── Data to use
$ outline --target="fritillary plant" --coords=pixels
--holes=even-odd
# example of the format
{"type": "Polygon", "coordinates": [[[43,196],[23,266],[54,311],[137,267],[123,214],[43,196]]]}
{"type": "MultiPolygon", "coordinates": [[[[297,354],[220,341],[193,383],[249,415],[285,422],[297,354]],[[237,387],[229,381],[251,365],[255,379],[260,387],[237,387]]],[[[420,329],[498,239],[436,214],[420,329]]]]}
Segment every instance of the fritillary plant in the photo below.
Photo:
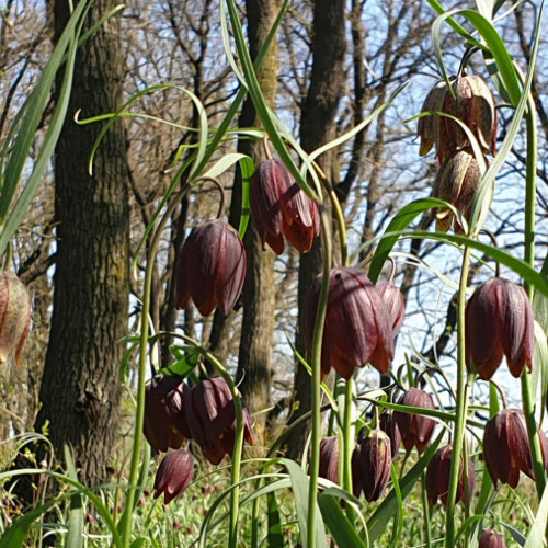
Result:
{"type": "MultiPolygon", "coordinates": [[[[346,240],[342,209],[326,184],[326,174],[313,161],[315,153],[305,153],[281,129],[284,126],[266,106],[259,85],[256,67],[269,43],[275,39],[276,25],[288,16],[289,1],[283,2],[276,25],[254,61],[247,48],[236,2],[221,2],[226,55],[241,89],[217,128],[207,126],[206,116],[199,118],[201,126],[196,128],[199,146],[190,150],[176,169],[140,242],[141,248],[151,236],[142,282],[135,431],[129,473],[122,486],[125,494],[122,515],[113,517],[101,498],[80,486],[72,475],[47,472],[70,483],[72,494],[77,490],[89,498],[110,530],[109,544],[128,548],[149,543],[147,535],[136,533],[134,525],[135,509],[144,490],[142,478],[149,467],[142,456],[150,446],[161,456],[151,494],[155,498],[163,494],[164,504],[170,507],[189,504],[185,496],[190,496],[191,489],[199,481],[207,481],[194,477],[197,455],[213,469],[229,469],[229,486],[219,488],[192,546],[214,546],[209,539],[214,534],[219,535],[220,529],[226,532],[222,546],[229,548],[284,546],[277,544],[284,543],[281,533],[284,527],[297,528],[299,546],[306,548],[400,546],[406,526],[418,527],[420,545],[429,547],[502,547],[510,534],[527,548],[546,546],[548,442],[539,426],[543,410],[535,399],[537,386],[533,383],[533,378],[540,383],[548,377],[547,333],[540,327],[547,322],[538,318],[546,310],[544,302],[548,298],[548,259],[538,272],[537,144],[530,92],[541,9],[529,65],[520,69],[494,26],[495,16],[504,15],[499,13],[503,2],[478,0],[478,11],[445,11],[436,0],[427,1],[437,13],[432,42],[441,78],[425,94],[422,111],[408,123],[418,125],[419,155],[432,155],[435,182],[429,197],[406,204],[390,219],[383,236],[372,242],[375,253],[366,265],[350,260],[353,255],[349,253],[351,242],[346,240]],[[448,75],[444,62],[446,52],[441,47],[441,37],[445,32],[456,33],[466,49],[456,75],[448,75]],[[264,139],[266,158],[254,165],[244,155],[228,153],[213,162],[219,144],[224,141],[226,146],[237,135],[229,134],[228,128],[244,93],[261,118],[261,127],[253,136],[264,139]],[[504,101],[512,112],[504,134],[498,124],[499,101],[504,101]],[[495,242],[486,243],[483,230],[491,202],[498,196],[496,176],[524,127],[521,138],[528,158],[522,196],[524,255],[516,256],[495,242]],[[237,163],[244,181],[244,213],[238,229],[222,218],[224,189],[218,182],[219,175],[237,163]],[[176,193],[182,173],[190,174],[189,183],[176,193]],[[243,460],[244,446],[254,443],[252,418],[226,365],[197,341],[183,333],[170,333],[179,344],[176,367],[155,372],[149,378],[147,366],[152,362],[152,343],[164,335],[150,333],[148,321],[158,242],[184,193],[207,183],[219,189],[221,205],[217,218],[195,227],[184,243],[176,266],[179,307],[192,301],[204,317],[215,308],[225,316],[235,308],[246,276],[242,238],[248,209],[263,249],[269,247],[281,254],[290,246],[307,253],[313,240],[320,238],[323,264],[309,289],[300,326],[306,355],[296,355],[310,373],[312,402],[310,413],[304,418],[310,425],[310,436],[302,463],[284,458],[281,438],[270,442],[264,458],[243,460]],[[324,207],[327,201],[329,208],[324,207]],[[328,210],[333,212],[332,217],[328,210]],[[432,215],[435,228],[411,228],[423,214],[432,215]],[[333,232],[339,246],[333,246],[333,232]],[[426,359],[419,364],[408,359],[401,368],[393,367],[406,310],[399,288],[392,279],[380,278],[380,273],[390,260],[393,263],[391,252],[397,242],[409,238],[435,240],[458,249],[460,254],[456,361],[443,369],[426,359]],[[484,261],[481,267],[489,278],[470,286],[473,252],[504,265],[509,277],[501,277],[499,267],[493,275],[484,261]],[[198,379],[196,367],[204,361],[215,374],[198,379]],[[389,386],[357,392],[355,378],[364,367],[390,374],[389,386]],[[521,409],[507,408],[504,395],[499,393],[492,381],[500,367],[506,367],[521,379],[521,409]],[[329,374],[336,378],[336,390],[332,391],[324,383],[329,374]],[[449,404],[435,393],[434,379],[447,388],[449,404]],[[471,389],[480,381],[489,383],[490,401],[478,409],[476,403],[471,404],[471,389]],[[329,431],[322,422],[326,410],[332,418],[329,431]],[[515,489],[525,481],[524,477],[534,481],[536,490],[530,521],[526,525],[502,523],[495,510],[507,492],[502,492],[501,486],[515,489]],[[278,499],[290,499],[288,516],[279,511],[278,499]],[[411,520],[408,518],[410,500],[413,504],[419,500],[421,505],[411,520]],[[269,507],[267,526],[260,515],[264,501],[269,507]],[[242,524],[250,516],[248,538],[243,536],[242,524]]],[[[157,89],[162,87],[150,92],[157,89]]],[[[180,91],[204,112],[194,95],[184,89],[180,91]]],[[[111,117],[104,132],[133,101],[134,98],[129,99],[111,117]]],[[[324,150],[350,139],[375,114],[359,127],[338,136],[324,150]]],[[[85,122],[91,121],[82,123],[85,122]]],[[[4,308],[11,309],[7,287],[10,284],[15,287],[16,282],[9,275],[2,279],[0,305],[7,302],[4,308]]],[[[25,300],[23,289],[18,292],[16,298],[25,300]]],[[[27,313],[24,306],[21,313],[27,313]]],[[[13,333],[13,344],[24,339],[26,320],[3,320],[2,315],[2,340],[4,332],[13,333]]],[[[18,352],[15,349],[16,344],[7,352],[18,352]]],[[[546,390],[543,386],[541,391],[546,390]]],[[[24,529],[31,522],[15,521],[8,530],[11,533],[5,537],[8,540],[0,539],[0,548],[15,546],[7,543],[15,538],[18,527],[24,529]]],[[[22,546],[22,540],[16,546],[22,546]]]]}

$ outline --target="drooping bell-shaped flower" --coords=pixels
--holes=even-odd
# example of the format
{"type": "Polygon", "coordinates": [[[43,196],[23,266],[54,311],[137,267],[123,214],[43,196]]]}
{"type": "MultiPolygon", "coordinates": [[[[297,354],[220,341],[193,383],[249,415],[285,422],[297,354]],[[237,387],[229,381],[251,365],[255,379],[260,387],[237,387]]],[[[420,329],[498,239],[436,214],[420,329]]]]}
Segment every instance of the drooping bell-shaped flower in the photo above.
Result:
────
Count the lines in the records above that contain the string "Segment", treating uppercase and lowercase as different. Give only the number.

Answer in full:
2